-------- Selected excerpt --------

UNITED STATES DISTRICT COURT WESTERN DISTRICT OF TEXAS SAN ANTONIO DIVISION
Dec 13, 2019
No. SA-19-CV-0229-JKP (W.D. Tex. Dec. 13, 2019)

Opinion

No. SA-19-CV-0229-JKP

12-13-2019

ANDRES M. HOLLIDAY, ARACELI M. HOLLIDAY, MICHAEL JOSEPH KEARNS, Plaintiffs, v. SELECT PORTFOLIO SERVICING, INC, WELLS FARGO BANK, NA, MORTGAGE ELECTRONIC SERVICING, UNKNOWN DEFENDANTS, 1-10, Defendants.


MEMORANDUM OPINION AND ORDER

Before the Court is the above-captioned action in which Andres M. Holliday, Araceli M. Holliday, and Michael Joseph Kearns are Plaintiffs and Mortgage Electronic Servicing, Select Portfolio Servicing, Inc., and Wells Fargo Bank, N.A. are named as Defendants.

The court notes that the original petition and attachments in this action are substantially similar to a complaint filed by Andres M. Holliday and Araceli M. Holliday in this court under Case No. 5:11-CV-1133. In the previous action, Plaintiffs alleged causes of action under the RICO Act, Truth in Lending Act, Regulation Z, and RESPA. Plaintiffs now assert that the same facts support a cause of action for trespass to try title, damages under the Texas Deceptive Trade Practices Act, and for declaratory judgment. Because the claims in Plaintiffs' prior action were dismissed with prejudice, the claims asserted here are clearly barred by res judicata.

In a third related action, on October 5, 2009, Plaintiffs Andres M. Holliday and Araceli M. Holliday commenced an action in the 131st Judicial District Court of Bexar County, Texas. Upon substantially similar facts and regarding the same subject property, Plaintiffs there alleged a claim under the Texas Deceptive Trade Practices Act and claims for fraud, negligence, and breach of contract. On October 12, 2010, the Bexar County Court entered summary judgment in favor of BAC Home Loans Servicing against Plaintiffs. On December 7, 2010, the Court severed BAC from the suit to affect final judgment. The remaining parties and claims were dismissed for want of prosecution on January 26, 2016. See United States District Court Records, Case No. 5:11-cv-1133. See also Bexar County Court Records, Case #2009CI16239, https://search.bexar.org/ (last visited Dec. 12, 2019).

I. Procedural History: The Present Action

On February 15, 2019, Plaintiffs filed a petition in the 57th Judicial District Court of Bexar County, Texas, alleging they are the owners of property located at 6629 Kings Crown East, San Antonio, Texas 78233. ECF No. 1-4. The petition named as Defendants Mortgage Electronic Servicing ("MERS"), Select Portfolio Servicing, Inc. ("Select"), Wells Fargo Bank, N.A., and McCarthy & Holthus, LLP ("McCarthy"). Plaintiffs' petition seeks to prevent foreclosure of the property, alleging claims for trespass to try title and declaratory judgment. Id. On February 28, 2019, a temporary restraining order was issued in state court, preventing the sale of the property. ECF No. 1-7; ECF No. 1-8.

-------- Supplied records --------

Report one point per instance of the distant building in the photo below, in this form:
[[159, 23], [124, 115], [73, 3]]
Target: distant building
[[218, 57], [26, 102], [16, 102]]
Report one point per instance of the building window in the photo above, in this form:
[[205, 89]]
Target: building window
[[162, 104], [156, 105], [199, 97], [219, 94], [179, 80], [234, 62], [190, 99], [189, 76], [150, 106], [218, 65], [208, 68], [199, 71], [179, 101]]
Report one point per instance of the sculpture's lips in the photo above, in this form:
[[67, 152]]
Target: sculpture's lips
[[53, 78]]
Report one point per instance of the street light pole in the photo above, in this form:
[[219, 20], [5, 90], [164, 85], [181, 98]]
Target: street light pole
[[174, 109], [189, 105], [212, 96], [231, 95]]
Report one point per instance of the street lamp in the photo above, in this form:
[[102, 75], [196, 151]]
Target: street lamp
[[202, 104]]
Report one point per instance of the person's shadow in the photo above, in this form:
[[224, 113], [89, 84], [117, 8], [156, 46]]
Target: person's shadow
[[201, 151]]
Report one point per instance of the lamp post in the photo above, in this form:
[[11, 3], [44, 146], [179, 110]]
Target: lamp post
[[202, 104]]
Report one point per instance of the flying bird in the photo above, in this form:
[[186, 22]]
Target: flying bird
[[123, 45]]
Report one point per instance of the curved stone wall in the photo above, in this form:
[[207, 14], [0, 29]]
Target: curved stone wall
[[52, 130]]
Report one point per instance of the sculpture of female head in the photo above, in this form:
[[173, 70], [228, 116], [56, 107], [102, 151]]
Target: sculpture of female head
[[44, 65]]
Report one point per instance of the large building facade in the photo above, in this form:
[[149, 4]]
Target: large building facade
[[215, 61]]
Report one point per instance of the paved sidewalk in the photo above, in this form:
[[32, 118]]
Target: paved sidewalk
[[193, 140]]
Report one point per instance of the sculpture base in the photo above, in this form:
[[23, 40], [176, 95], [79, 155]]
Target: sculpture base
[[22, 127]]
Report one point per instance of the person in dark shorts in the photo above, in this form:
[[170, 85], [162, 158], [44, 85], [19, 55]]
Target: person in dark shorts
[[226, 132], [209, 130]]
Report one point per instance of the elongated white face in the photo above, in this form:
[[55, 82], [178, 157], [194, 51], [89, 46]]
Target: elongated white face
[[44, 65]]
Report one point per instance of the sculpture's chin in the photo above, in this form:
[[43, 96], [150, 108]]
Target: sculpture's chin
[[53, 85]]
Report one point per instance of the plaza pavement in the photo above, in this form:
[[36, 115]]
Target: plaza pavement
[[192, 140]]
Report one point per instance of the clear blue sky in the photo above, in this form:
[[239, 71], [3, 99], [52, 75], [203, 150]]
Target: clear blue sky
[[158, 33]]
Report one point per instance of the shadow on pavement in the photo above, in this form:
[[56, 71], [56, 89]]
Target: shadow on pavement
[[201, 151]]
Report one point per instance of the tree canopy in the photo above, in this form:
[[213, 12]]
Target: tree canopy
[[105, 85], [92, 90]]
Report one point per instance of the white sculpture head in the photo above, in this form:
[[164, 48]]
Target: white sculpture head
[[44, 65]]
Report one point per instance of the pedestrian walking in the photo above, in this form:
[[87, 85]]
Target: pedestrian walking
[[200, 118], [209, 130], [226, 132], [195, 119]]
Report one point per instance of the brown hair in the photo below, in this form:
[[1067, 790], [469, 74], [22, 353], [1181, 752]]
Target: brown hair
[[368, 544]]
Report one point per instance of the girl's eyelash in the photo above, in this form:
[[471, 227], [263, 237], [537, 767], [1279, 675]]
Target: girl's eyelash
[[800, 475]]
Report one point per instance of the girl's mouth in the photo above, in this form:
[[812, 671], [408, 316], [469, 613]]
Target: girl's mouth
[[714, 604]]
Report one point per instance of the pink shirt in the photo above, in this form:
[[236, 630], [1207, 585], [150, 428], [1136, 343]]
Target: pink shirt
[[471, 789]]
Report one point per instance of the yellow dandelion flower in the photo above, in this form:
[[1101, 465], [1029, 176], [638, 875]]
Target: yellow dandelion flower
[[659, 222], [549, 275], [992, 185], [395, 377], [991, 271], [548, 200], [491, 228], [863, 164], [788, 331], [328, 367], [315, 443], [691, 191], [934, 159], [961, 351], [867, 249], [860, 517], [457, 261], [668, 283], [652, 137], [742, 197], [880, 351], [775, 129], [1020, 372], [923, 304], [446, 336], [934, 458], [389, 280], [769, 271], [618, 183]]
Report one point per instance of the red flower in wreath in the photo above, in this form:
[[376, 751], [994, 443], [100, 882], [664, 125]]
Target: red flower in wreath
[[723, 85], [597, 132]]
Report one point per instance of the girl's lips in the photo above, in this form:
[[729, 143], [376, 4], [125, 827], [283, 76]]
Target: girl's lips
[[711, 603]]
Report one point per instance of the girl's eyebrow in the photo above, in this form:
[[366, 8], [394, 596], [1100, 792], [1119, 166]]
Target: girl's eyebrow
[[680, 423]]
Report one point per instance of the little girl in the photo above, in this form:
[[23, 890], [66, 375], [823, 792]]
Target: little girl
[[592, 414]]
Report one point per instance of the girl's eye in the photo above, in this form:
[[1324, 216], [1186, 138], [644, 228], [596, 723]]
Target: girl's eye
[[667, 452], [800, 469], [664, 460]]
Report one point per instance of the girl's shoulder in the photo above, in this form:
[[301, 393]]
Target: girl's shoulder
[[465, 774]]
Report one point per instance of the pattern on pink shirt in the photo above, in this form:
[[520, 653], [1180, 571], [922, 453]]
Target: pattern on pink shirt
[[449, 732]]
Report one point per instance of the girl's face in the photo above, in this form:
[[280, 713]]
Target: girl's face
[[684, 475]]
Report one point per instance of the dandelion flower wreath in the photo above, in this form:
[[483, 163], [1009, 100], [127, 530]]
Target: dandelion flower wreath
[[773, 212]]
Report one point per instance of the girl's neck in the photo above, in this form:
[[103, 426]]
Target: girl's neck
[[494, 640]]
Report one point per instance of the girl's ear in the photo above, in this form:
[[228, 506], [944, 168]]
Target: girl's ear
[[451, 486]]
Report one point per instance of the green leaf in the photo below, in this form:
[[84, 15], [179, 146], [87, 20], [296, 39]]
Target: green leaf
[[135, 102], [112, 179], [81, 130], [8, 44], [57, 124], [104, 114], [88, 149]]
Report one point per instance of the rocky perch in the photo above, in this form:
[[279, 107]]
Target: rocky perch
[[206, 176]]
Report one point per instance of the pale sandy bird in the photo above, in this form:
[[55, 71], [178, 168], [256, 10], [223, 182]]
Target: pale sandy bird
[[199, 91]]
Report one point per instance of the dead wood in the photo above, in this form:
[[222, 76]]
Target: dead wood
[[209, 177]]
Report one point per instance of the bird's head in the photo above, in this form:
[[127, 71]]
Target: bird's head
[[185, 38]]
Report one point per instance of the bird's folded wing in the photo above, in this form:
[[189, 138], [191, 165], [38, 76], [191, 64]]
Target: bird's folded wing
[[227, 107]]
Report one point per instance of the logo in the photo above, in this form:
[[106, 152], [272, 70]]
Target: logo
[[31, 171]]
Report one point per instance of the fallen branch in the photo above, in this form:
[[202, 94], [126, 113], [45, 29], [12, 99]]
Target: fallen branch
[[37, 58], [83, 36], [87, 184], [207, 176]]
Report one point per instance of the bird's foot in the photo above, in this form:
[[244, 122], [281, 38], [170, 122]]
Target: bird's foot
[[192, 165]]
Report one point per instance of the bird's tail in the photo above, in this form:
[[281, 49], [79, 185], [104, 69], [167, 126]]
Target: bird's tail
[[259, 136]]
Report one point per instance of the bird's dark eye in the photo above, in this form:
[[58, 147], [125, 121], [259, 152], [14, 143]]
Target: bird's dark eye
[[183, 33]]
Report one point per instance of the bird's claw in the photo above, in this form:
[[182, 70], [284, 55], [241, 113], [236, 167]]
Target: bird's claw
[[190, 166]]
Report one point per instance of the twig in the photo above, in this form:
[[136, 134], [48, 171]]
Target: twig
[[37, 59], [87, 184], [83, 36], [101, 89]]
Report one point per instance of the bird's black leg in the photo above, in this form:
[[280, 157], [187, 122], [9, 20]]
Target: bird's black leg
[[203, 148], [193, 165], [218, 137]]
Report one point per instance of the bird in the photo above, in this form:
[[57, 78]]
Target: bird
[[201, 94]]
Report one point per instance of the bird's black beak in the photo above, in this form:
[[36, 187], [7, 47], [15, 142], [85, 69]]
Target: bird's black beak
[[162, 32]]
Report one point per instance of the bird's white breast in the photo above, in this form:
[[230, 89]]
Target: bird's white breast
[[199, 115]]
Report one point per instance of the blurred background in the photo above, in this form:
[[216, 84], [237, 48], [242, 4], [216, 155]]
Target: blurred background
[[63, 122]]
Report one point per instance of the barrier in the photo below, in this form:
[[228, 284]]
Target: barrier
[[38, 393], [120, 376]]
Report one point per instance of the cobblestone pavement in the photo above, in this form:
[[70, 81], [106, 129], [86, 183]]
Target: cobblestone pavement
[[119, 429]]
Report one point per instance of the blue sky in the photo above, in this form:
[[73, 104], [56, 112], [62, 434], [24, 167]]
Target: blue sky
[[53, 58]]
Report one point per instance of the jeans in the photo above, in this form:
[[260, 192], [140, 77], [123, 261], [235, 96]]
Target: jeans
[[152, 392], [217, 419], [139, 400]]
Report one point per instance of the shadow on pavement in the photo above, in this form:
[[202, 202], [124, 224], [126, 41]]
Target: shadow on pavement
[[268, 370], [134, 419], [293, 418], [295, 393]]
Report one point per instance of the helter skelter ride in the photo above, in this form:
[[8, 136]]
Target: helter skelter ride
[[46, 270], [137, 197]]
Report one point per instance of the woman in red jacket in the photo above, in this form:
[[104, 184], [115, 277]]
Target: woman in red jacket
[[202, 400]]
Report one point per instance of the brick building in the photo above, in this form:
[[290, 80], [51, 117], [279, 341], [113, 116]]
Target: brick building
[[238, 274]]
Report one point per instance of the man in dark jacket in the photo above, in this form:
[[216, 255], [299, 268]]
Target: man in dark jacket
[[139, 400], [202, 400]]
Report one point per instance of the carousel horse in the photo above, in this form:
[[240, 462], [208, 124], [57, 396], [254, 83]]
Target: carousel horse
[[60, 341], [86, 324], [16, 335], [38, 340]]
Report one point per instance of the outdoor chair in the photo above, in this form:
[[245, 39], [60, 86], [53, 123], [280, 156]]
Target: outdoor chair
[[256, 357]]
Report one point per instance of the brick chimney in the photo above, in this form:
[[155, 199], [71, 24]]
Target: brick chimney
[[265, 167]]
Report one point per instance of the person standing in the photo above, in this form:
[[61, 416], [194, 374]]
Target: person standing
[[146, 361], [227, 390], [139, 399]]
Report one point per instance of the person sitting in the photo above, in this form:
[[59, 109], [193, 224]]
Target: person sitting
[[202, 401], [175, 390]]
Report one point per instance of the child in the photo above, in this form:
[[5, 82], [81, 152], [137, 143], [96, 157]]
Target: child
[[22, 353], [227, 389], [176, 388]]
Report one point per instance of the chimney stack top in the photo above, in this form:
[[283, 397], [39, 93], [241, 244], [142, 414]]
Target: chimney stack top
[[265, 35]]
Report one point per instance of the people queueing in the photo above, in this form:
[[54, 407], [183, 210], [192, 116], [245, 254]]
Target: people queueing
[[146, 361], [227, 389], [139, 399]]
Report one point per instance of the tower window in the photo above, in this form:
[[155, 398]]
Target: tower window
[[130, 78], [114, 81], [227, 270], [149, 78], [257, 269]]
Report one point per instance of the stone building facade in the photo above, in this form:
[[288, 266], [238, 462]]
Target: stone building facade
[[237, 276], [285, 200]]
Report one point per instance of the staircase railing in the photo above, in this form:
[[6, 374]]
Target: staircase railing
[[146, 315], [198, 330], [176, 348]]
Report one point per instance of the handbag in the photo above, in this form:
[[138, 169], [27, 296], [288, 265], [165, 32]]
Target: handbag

--------

Aim A:
Based on the memorandum opinion, do these statements agree with it? (i) The present petition was filed in the 57th Judicial District Court of Bexar County. (ii) The Bexar County Court entered summary judgment in favor of Wells Fargo Bank. (iii) A temporary restraining order preventing the sale of the property was issued on February 28, 2019.
Aim B:
Reproduce, unchanged, the lines of the listing starting with the line with "Report one point per instance of the girl's eyebrow" and going on through the line with "114], [88, 149]]".

Right answer A:
(i) Yes: "On February 15, 2019, Plaintiffs filed a petition in the 57th Judicial District Court of Bexar County, Texas"
(ii) No: "the Bexar County Court entered summary judgment in favor of BAC Home Loans Servicing against Plaintiffs"
(iii) Yes: "On February 28, 2019, a temporary restraining order was issued in state court, preventing the sale of the property."

Right answer B:
Report one point per instance of the girl's eyebrow in the photo above, in this form:
[[366, 8], [394, 596], [1100, 792], [1119, 166]]
Target: girl's eyebrow
[[680, 423]]
Report one point per instance of the little girl in the photo above, in this form:
[[23, 890], [66, 375], [823, 792]]
Target: little girl
[[592, 414]]
Report one point per instance of the girl's eye in the photo above, in this form:
[[1324, 216], [1186, 138], [644, 228], [596, 723]]
Target: girl's eye
[[667, 452], [800, 469], [664, 460]]
Report one point per instance of the girl's shoulder in the photo above, in this form:
[[301, 393]]
Target: girl's shoulder
[[465, 774]]
Report one point per instance of the pattern on pink shirt in the photo above, in this form:
[[520, 653], [1180, 571], [922, 453]]
Target: pattern on pink shirt
[[449, 732]]
Report one point per instance of the girl's face in the photo above, in this form:
[[280, 713]]
Target: girl's face
[[684, 475]]
Report one point per instance of the dandelion flower wreath in the photo above, in this form:
[[483, 163], [1009, 100], [127, 530]]
Target: dandelion flower wreath
[[773, 212]]
Report one point per instance of the girl's neck in the photo above, in this form:
[[103, 426]]
Target: girl's neck
[[494, 640]]
Report one point per instance of the girl's ear in the photo above, in this form:
[[228, 506], [944, 168]]
Target: girl's ear
[[451, 486]]
Report one point per instance of the green leaf in the photo below, in this form:
[[84, 15], [179, 146], [87, 20], [296, 39]]
Target: green leaf
[[135, 102], [112, 179], [81, 130], [8, 44], [57, 124], [104, 114], [88, 149]]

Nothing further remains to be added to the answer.